Resilient Cyber

You Don't Need A Frontier Model to Find Zero Days


Listen Later

Niels Provos on why you don't need a frontier model to find zero days, why the Vulnpocalypse is overstated, and how security invariants change the game.

Description

Niels Provos has spent twenty-five years in security, from writing bcrypt to running security at Google and Stripe, and he came on to push back on the panic around AI and vulnerabilities. He explains why finding zero days is an orchestration problem rather than a frontier-model problem, using his Iron Curtain runtime and an open-weight model to surface net-new bugs for the cost of a cheap scan. We get into security invariants and egress control, why remediation is the real bottleneck, why AI coding tools ignore the security abstractions you build, and why someone this technical keeps coming back to incentives over technology.

(Material shown):
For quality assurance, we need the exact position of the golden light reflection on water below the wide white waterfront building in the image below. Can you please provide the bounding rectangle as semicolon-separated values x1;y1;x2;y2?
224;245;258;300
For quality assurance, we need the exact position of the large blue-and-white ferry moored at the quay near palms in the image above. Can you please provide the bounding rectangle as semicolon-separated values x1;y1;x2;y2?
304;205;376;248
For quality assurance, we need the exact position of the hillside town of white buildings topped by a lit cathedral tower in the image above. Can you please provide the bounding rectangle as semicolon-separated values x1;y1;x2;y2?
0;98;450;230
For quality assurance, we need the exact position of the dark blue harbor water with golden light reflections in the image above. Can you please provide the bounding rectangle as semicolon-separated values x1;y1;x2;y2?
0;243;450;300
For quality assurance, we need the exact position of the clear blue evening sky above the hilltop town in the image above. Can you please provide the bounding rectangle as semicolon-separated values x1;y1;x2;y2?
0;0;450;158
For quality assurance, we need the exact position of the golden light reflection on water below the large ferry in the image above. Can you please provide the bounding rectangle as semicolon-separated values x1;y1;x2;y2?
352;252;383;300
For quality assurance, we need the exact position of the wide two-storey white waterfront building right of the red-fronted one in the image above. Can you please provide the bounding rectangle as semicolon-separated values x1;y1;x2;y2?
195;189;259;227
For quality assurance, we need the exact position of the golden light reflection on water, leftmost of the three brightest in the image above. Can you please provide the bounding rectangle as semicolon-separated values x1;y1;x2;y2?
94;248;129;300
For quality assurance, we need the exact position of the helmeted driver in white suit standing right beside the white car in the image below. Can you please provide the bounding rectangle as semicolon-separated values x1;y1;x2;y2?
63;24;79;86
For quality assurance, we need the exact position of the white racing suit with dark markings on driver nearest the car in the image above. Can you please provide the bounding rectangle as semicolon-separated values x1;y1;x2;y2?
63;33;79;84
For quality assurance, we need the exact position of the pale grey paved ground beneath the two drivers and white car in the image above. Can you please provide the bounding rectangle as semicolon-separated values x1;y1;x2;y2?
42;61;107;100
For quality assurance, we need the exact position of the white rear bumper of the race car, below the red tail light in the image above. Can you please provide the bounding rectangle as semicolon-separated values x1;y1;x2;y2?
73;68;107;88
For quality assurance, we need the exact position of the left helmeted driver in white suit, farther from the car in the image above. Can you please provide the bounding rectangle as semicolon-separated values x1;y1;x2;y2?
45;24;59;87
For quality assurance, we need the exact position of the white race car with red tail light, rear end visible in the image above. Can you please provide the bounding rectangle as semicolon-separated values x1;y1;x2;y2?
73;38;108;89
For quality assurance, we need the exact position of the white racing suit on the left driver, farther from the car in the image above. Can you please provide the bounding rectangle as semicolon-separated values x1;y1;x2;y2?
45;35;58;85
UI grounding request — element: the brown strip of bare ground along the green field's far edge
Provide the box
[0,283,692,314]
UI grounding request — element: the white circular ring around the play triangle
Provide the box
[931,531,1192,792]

(Tasks to complete):
(A) Reproduce word for word the part of the episode page that runs from "Niels Provos on" to "change the game.".
(B) In the episode page's Description, list each comma-separated item in the series that follows the words "We get into".
(C) Continue the episode page about Niels Provos and zero days from the point where it stops.
The rows aren't needed for anything here.

(Your written answers):
(A)
Niels Provos on why you don't need a frontier model to find zero days, why the Vulnpocalypse is overstated, and how security invariants change the game.

(B)
- security invariants and egress control
- why remediation is the real bottleneck
- why AI coding tools ignore the security abstractions you build
- why someone this technical keeps coming back to incentives over technology

(C)
Key takeaways

  • You don't need a frontier model to find zero days. Niels used his Iron Curtain runtime and an open-weight model to surface net-new vulnerabilities, which is why he calls this an orchestration problem rather than a frontier-model problem.
  • The Vulnpocalypse framing is overstated. Companies already sit on more vulnerabilities than they can manage, so more findings do not fundamentally change the picture, and the catchy panic mostly drives engagement.
  • Security invariants beat patching one bug at a time. An invariant is an infrastructure guarantee enforced without ongoing human judgment, which makes entire classes of vulnerabilities irrelevant instead of chasing each one.
  • Egress control is the canonical example. If a production service can only reach a few known domains, most vulnerabilities never get to fetch a second-stage payload, so the exploit chain stalls.
  • The log4j story shows why it matters. As head of security at Stripe, egress control meant the malicious download could not execute, so the team had room to patch calmly instead of fighting an emergency.
  • Remediation, not discovery, is the harder problem. The quality bar of not breaking working code in production is what keeps fixing slow, and AI has not solved that yet even as it makes finding cheap.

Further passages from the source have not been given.